**YOUR TASKS**
**1.** List the three things that, according to the Google office passage, people need at work once they are paid enough.
**2.** Copy everything in the Google office passage from "Pink’s ideas took" down to "a Pacman arcade.", replacing "yoga" with "meditation".
**3.** Answer these questions from the Google office passage:
(a) What was Google's East Coast NYC headquarters before it became offices?
(b) Who is the author of Drive?
(c) Where do most Google employees choose to work?
---- TEXT SEGMENT
Instead, I started thinking about what author Daniel Pink suggests in Drive. Discussing incentives, he says that once we are sufficiently paid at work, we need autonomy (directing our own lives), mastery (desire to get better and better at a task), and purpose (“yearning to do what we do in a service larger than ourselves”).

Pink’s ideas took me to Google’s NYC offices. Formerly a shipping complex, Google’s East Coast NYC headquarters occupies a full city block. Software engineers can design their own offices (see below), dogs can stay with their owners (below), and breakfast, lunch and dinner and snacks are free and taste good. During the workday, yoga is available as well as an occasional talk from people like Toni Morrison. Not quite your typical library, shelves open to reveal “secret” rooms and reading spaces. One hallway is lined with a Pacman arcade.

You see where this is going. The spirit and structure at Google generate the autonomy, mastery and purpose that inspire productivity. While Google employees can work at home or at work, most choose work.

But does Google have the only good answer to the home/work debate? Not necessarily. It all depends on the incentives.

A Google Office (photo credit: Marsten NY Times

A Google Office.(Photo Credit: Karsten Moran for the NY Times)
--------
---- DATASET ENTRIES
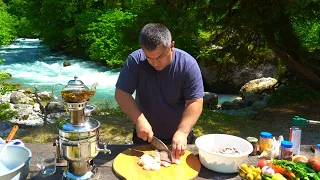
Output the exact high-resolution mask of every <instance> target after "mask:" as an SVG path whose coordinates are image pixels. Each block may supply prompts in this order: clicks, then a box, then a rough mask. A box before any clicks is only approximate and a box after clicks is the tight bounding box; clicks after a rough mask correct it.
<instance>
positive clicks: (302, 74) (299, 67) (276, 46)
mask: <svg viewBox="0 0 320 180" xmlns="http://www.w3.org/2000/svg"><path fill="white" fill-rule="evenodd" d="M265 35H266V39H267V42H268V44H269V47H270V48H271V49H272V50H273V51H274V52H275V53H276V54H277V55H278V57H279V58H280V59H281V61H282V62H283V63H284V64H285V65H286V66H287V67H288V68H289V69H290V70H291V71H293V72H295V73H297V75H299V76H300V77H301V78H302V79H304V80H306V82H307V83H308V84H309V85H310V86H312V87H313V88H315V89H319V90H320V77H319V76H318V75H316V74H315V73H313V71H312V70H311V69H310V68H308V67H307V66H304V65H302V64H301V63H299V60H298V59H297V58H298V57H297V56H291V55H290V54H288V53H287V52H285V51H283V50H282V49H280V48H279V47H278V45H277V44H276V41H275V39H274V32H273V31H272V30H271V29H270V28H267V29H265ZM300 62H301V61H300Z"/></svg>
--------
---- DATASET ENTRIES
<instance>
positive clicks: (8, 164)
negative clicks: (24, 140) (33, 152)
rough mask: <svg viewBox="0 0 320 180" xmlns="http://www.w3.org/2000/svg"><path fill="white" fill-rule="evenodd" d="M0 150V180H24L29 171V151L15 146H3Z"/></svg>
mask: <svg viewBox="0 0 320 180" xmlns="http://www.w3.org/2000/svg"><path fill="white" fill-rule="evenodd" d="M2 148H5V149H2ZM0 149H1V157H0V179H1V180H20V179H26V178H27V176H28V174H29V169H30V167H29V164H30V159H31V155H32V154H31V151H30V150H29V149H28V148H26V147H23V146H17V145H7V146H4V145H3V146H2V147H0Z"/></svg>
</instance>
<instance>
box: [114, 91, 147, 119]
--------
**ANSWER LIST**
**1.** Autonomy, mastery, purpose

**2.**
Pink’s ideas took me to Google’s NYC offices. Formerly a shipping complex, Google’s East Coast NYC headquarters occupies a full city block. Software engineers can design their own offices (see below), dogs can stay with their owners (below), and breakfast, lunch and dinner and snacks are free and taste good. During the workday, meditation is available as well as an occasional talk from people like Toni Morrison. Not quite your typical library, shelves open to reveal “secret” rooms and reading spaces. One hallway is lined with a Pacman arcade.

**3.**
(a) A shipping complex
(b) Daniel Pink
(c) At work